> _Given problem A_
Could you copy the rows below word for word, starting at the row that contains "Please place a point on the patio" and ending with the last of the rows?

> _Document excerpt_
──────
29 Aug 2006 at 04:22 pm | #
Eric… I was kinda assuming that if you had to restore from Time Machine’s backup, it would work in a similar way to the Migration Assistant. You’d plug in your new Mac or HD and while installing the HD or running set-up, it would ask if you had a Time Machine backup and follow through from there. So it might take a couple of hours to get up and running. That’s speculation though on my part.
Whereas with Superduper, you boot from the hard drive and you can keep working, only restoring when it’s handy for you to do so.
29 Aug 2006 at 04:45 pm | #
Ah, ok, now I understand. Thanks for the clarification.
29 Aug 2006 at 05:05 pm | #
There are many old time Mac users that pushed the “cloning” concept pretty hard when Mac OS X was released to motivate Apple to provide a better, more integrated solution which they were severely lacking. To motivate users to backup and make a bootable copy of their drives. Developers who install copy protection schemes on the boot drive were not pleased.
Mike Bombich released Carbon Copy Cloner, which was a GUI front-end to unix ditto commands for the average person to use.
Other software like DejaVu and Superduper also employed the cloning concept.
Apple has been long overdue to provide Mac users a way to “rewind the clock”. It became even more imperative with the shear amount of content from iTunes and other sources to work with iPods. Rebuilding a boot drive is harder today that ever before, even more than in OS 9 days.
A easy method was needed to duplicate a whole drive for safekeeping since Apple didn’t provide any. Many believe Apple purposely broke CCC in the first versions of Tiger in a attempt to derail the cloning phenomenon. I think Apple now understands we were motivated by desperation for their failure to provide a complete solution.
──────
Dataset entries
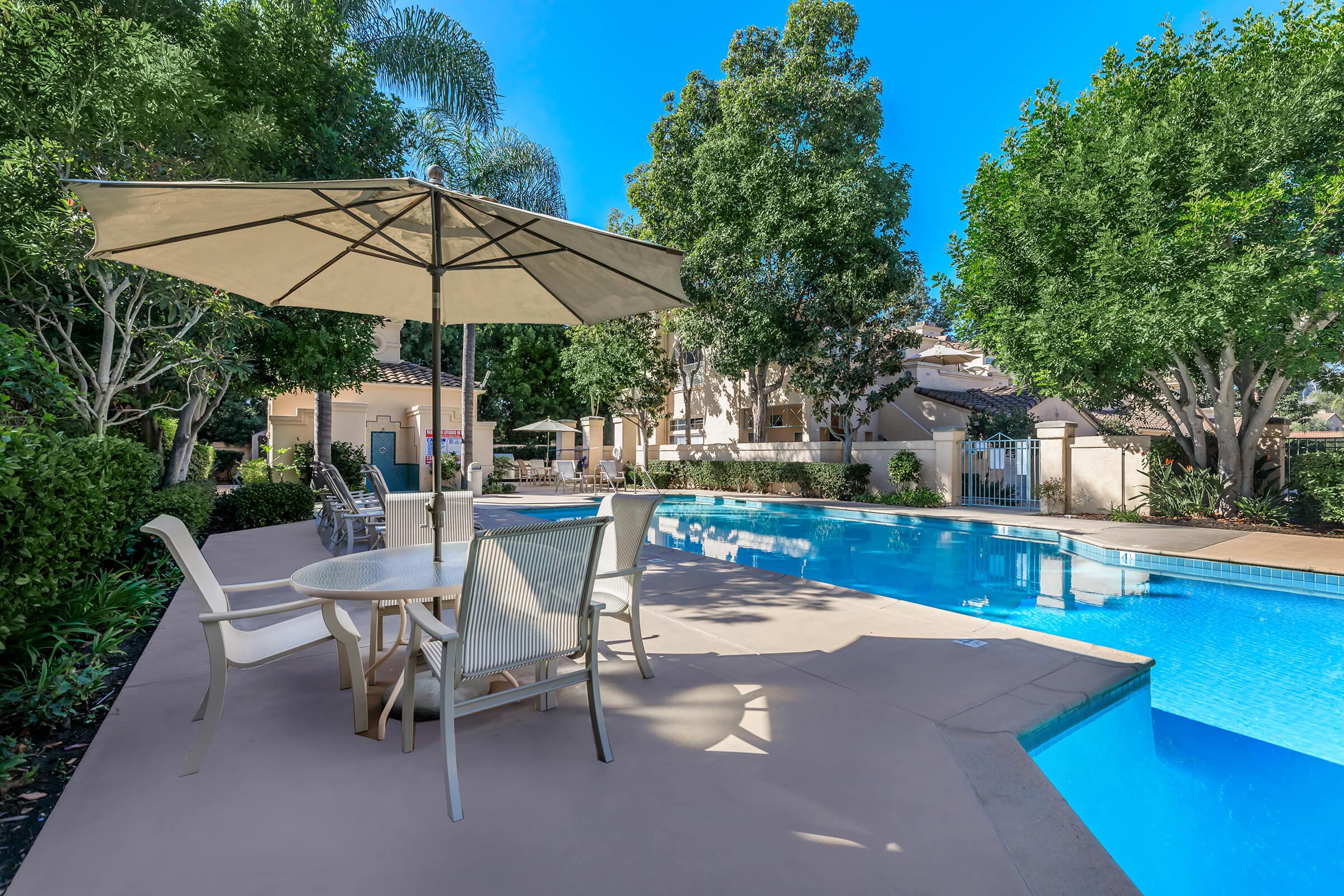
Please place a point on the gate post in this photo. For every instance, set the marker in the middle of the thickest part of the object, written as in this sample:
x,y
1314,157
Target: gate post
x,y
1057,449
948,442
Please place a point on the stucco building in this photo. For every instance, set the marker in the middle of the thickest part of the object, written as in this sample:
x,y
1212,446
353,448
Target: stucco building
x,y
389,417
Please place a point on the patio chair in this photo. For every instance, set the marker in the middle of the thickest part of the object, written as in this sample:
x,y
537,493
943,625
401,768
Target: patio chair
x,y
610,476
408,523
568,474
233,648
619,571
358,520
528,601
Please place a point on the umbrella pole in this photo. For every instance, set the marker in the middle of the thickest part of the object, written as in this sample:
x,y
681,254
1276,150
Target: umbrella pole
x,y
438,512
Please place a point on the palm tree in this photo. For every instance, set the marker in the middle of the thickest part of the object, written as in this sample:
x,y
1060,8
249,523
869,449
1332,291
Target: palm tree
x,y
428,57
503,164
──────
> _Given problem B_
Can you continue the comment thread on Mac backups and drive cloning, picking up after its final sentence?

> _Exercise answer A_
Please place a point on the patio chair in this photo. For every instance, set the marker in the middle of the thickest part of the object, written as in this sample:
x,y
537,493
943,625
401,768
Target: patio chair
x,y
610,476
408,523
568,474
233,648
619,571
358,520
528,601
Please place a point on the umbrella pole in this photo. For every instance, set the marker in the middle of the thickest part of the object, written as in this sample:
x,y
681,254
1276,150
Target: umbrella pole
x,y
438,512
Please place a point on the palm tree in this photo. For every instance, set the marker in the middle of the thickest part of the object, written as in this sample:
x,y
1060,8
249,523
869,449
1332,291
Target: palm tree
x,y
428,57
503,164

> _Exercise answer B_
There is a reason why Apple is providing Time Machine, it’s because the ability to clone drives will eventually be phased out as Trusted Computing takes further hold. Now that Apple will control backups, they can enable or disable certain features to remain in Trusted Computing compliant. I’m sure software developers are thrilled they can lock their software to one machine, and switching cloned boot drives will become impossible.
It’s not “Time Machine” that’s a threat to cloning software, it’s the Trusted Computing initiative, the pieces of which (like EFI based Mac’s) are just being laid into place.
29 Aug 2006 at 11:49 pm | #
Totally agree. SD will continue to be relavent.
I use it nightly to backup my main RAID array (to another RAID array). Once, when one of the drives in the main array failed on start-up I didn’t even notice the switchover was so seamless. SD paid for itself many times over with that one use.
However, there have been times that I wished I could go back a few days for the one version of a file that had code working a particular way that and that is where TM will come in. I plan to use both and am sure most smart users will do the same.
30 Aug 2006 at 11:56 pm | #
As an artist, whose life-works exist as digital data, back ups are really important to me. I almost lost a drive with all my work in the near past.
Since then I have been anal about back ups, and Super Duper is now my most important application.
I will continue to use SD, even when time machine comes to fruition. SD rocks!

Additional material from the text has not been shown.